Prompt: List every patent document that the wood defibration text cites, each with its identifying number.

Reading text:
A system for mechanical defibration of wood kneads the wood by moving a defibration surface having contours at least partly in contact with the wood in a direction at a speed in relation to the wood and fibres are separated from the wood. The contours of the defibration surface are at regular intervals in the direction that the speed and the regular intervals determine a cycle time-length that is 1 to 3 times a relaxation time of the wood.

Description

The invention relates to a method for mechanical defibration of wood, said method comprising kneading wood, and separating fibres from the wood by means of the contours of, in the peripheral direction, regular wave pattern of the defibration surface.
The invention also relates to an apparatus for mechanical defibration of wood, said apparatus comprising a defibration surface in contact with the wood to be treated for kneading the wood and for separating fibres from the wood, whereby the defibraton surface is provided in the direction of motion of the surface with a wave pattern in which the tops are located at regular intervals said portions conveying energy to the wood raw material.
There are several known methods for mechanical defibration of wood. Of these methods, the grinding and refining methods are used in industrial production. Both of these methods are based on kneading of wood raw material by pressure pulses and on mechanical separation of fibres from each other, but the grinding method is more closely related to the present invention. The idea of the kneading is to prepare the wood raw material so that the subsequent mechanical separation of fibres produces pulp suitable for paper making and not only wood fibres separated from each other. The kneading of wood raw material consists of two obligatory parts: fluctuating pressure for breaking the matrix structure of wood, and deformation for softening the wood by the generation of heat energy. In the grinding method, the above-mentioned series of operations is performed by pressing blocks of wood in transverse direction against a rotating cylindrical pulpstone, keeping the longitudinal direction of the blocks of wood parallel to the axial direction of the pulpstone, as disclosed in Swedish Published Specification 309 529 (corresponding to DE-A-1 411 886) which is a closest prior art. SE 309 529 discloses a solution, in which on the surface of the defibration element there are defibration sectors at even intervals having protrusions therebetween. On the surface of the defibration sectors there are wave patterns with even intervals therebetween having roundish most suitable halfround tops.
The surface of the pulpstone comprises extremely wear-resistant particles bound to each other by means of a softer binder, whereby they form a random particle construction, as disclosed in Finnish Published Specification 68 268 and U.S. Patent 2 769 286. The difference in altitude in the peripheral direction of the surface, which is due to the random location of particles, generates pressure pulses to the wood raw material and separates fibres from the surface of the wood raw material by means of surface friction. The most significant drawback of both of these mechanical defibration methods is the high energy consumption, which is due to the high generation of heat. The consumption is 10 to 100 times higher than the theoretical energy consumption of defibration disclosed in many connections.
The object of the present invention is to produce pulp suitable for paper making from raw wood by a highly controllable process with a relatively low energy consumption.

[Collected data]
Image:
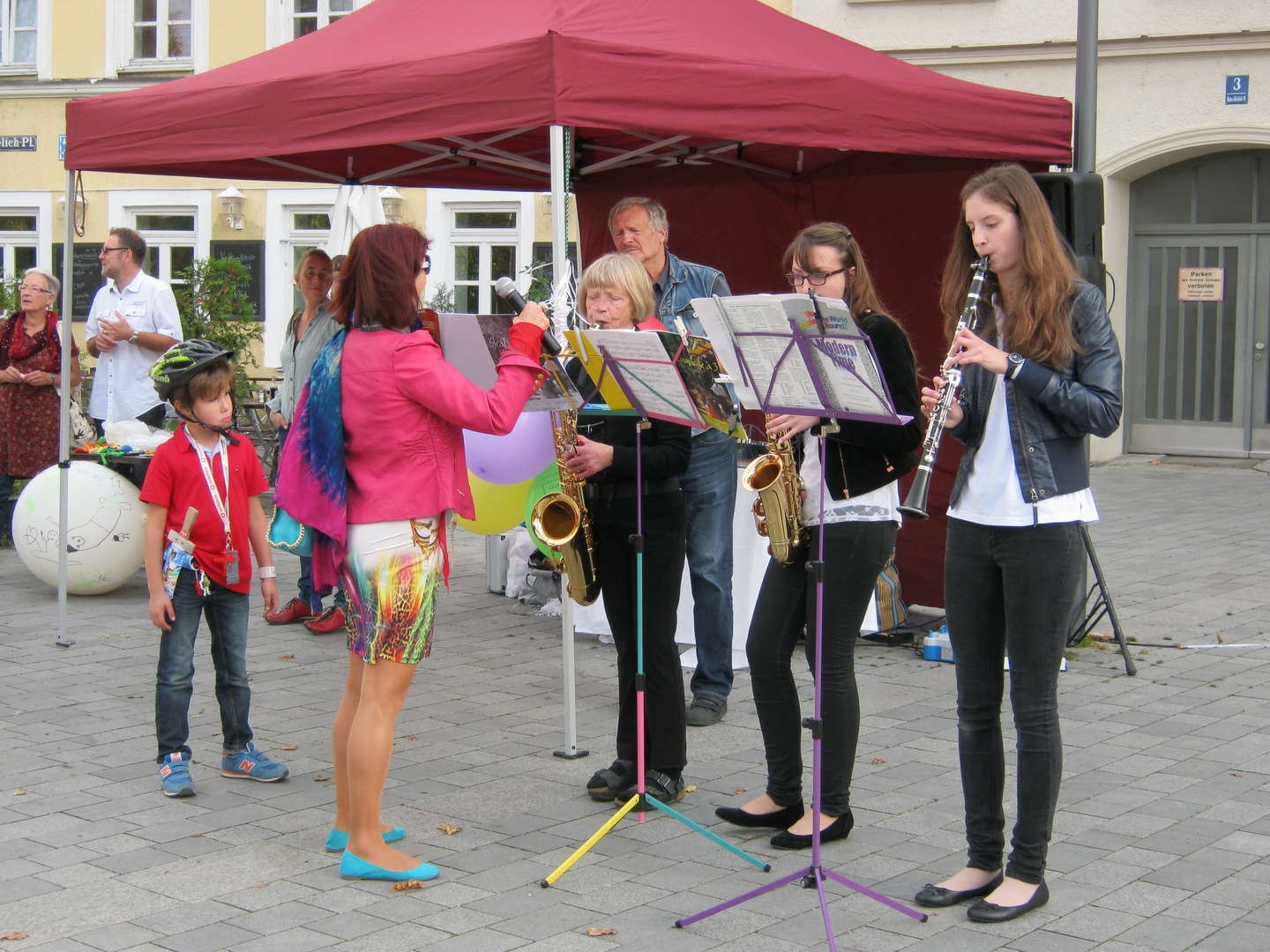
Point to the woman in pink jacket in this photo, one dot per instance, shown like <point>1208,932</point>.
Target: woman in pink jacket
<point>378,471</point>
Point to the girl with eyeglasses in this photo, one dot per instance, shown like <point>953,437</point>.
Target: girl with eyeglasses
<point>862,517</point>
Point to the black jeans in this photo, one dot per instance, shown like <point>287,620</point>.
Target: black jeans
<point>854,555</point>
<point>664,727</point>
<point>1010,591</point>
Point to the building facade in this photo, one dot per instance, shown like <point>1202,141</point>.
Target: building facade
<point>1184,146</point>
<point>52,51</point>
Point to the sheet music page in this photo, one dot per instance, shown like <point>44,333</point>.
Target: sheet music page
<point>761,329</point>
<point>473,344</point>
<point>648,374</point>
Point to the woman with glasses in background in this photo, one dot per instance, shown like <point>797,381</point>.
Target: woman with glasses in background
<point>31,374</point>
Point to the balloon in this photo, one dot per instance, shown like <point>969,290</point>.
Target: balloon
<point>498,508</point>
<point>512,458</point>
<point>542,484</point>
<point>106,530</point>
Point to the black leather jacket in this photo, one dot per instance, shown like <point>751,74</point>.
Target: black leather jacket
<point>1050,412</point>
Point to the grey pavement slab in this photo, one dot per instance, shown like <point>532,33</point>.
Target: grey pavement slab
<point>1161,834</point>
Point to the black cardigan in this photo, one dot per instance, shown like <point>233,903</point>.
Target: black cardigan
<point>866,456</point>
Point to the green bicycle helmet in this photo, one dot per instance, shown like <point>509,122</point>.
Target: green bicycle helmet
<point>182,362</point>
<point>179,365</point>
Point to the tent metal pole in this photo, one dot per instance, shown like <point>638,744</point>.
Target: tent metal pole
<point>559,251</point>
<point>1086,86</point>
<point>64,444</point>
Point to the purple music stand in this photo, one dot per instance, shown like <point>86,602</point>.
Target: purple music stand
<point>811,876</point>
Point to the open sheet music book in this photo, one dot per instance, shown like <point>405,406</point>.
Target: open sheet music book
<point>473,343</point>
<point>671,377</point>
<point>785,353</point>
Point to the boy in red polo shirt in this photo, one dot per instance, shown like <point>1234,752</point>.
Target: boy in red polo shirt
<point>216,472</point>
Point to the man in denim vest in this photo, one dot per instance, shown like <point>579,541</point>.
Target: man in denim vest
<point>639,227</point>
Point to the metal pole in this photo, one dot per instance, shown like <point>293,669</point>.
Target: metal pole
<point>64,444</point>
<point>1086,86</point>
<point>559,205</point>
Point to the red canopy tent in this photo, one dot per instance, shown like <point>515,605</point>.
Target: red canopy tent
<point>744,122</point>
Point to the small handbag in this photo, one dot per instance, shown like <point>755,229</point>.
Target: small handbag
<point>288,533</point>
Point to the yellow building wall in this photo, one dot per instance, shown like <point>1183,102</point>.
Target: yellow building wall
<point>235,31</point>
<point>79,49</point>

Finished task:
- Swedish Published Specification 309 529 (also cited as SE 309 529)
- DE-A-1 411 886
- Finnish Published Specification 68 268
- U.S. Patent 2 769 286